*Extract*:
Some of the most common questions I'm asked these days deal with the Zika Virus. For travelers, especially those who are looking to have children in the near future, there are legitimate concerns that need to be addressed.
I always tell my clients to speak with their doctors if they are thinking about or are pregnant and considering traveling. As a travel agent, I don't want to put any of my clients in a situation that they will regret. My goal is to help book incredible vacations, not cause frustration! The CDC has an excellent website that lists a great deal of information on Zika.
I'm by no means an expert. But here is a quick summary of information I've found.
The Zika Virus: What is it?
Quite simply, Zika is a virus. For most people, the symptoms aren't bad. You might have a rash, fever, headache, joint pain, or conjunctivitis (red eyes). A lot of people don't even know they have had it. Rarely do the symptoms escalate where you need to go to the hospital. If you think you may have Zika, it is important to see a doctor. They would be able to give you a test to confirm or deny that you have the virus.
How can you become infected?
The most common and well known way to become infected is through mosquito bites. The infection can be spread from mother to her fetus during pregnancy, as well as from one partner to another during sexual intercourse.

*Given data*:
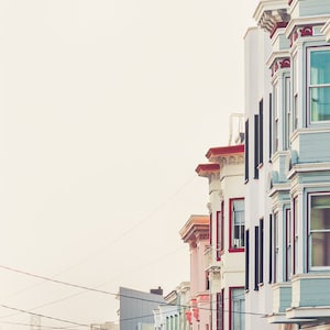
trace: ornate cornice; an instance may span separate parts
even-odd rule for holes
[[[268,31],[272,37],[277,29],[285,28],[289,22],[288,8],[287,0],[262,0],[253,16],[258,26]]]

*Task list*:
1 > List every symptom of Zika that the Zika article names.
2 > Answer these questions from the Zika article, each answer on its own line:
(a) Whom does the writer tell clients to speak with if they are thinking about or are pregnant and considering traveling?
(b) Which organization has a website with a great deal of information on Zika?
(c) What is the most common way to become infected?

*Expected results*:
1 >
Rash
Fever
Headache
Joint pain
Conjunctivitis (red eyes)

2 >
(a) Their doctors
(b) The CDC
(c) Mosquito bites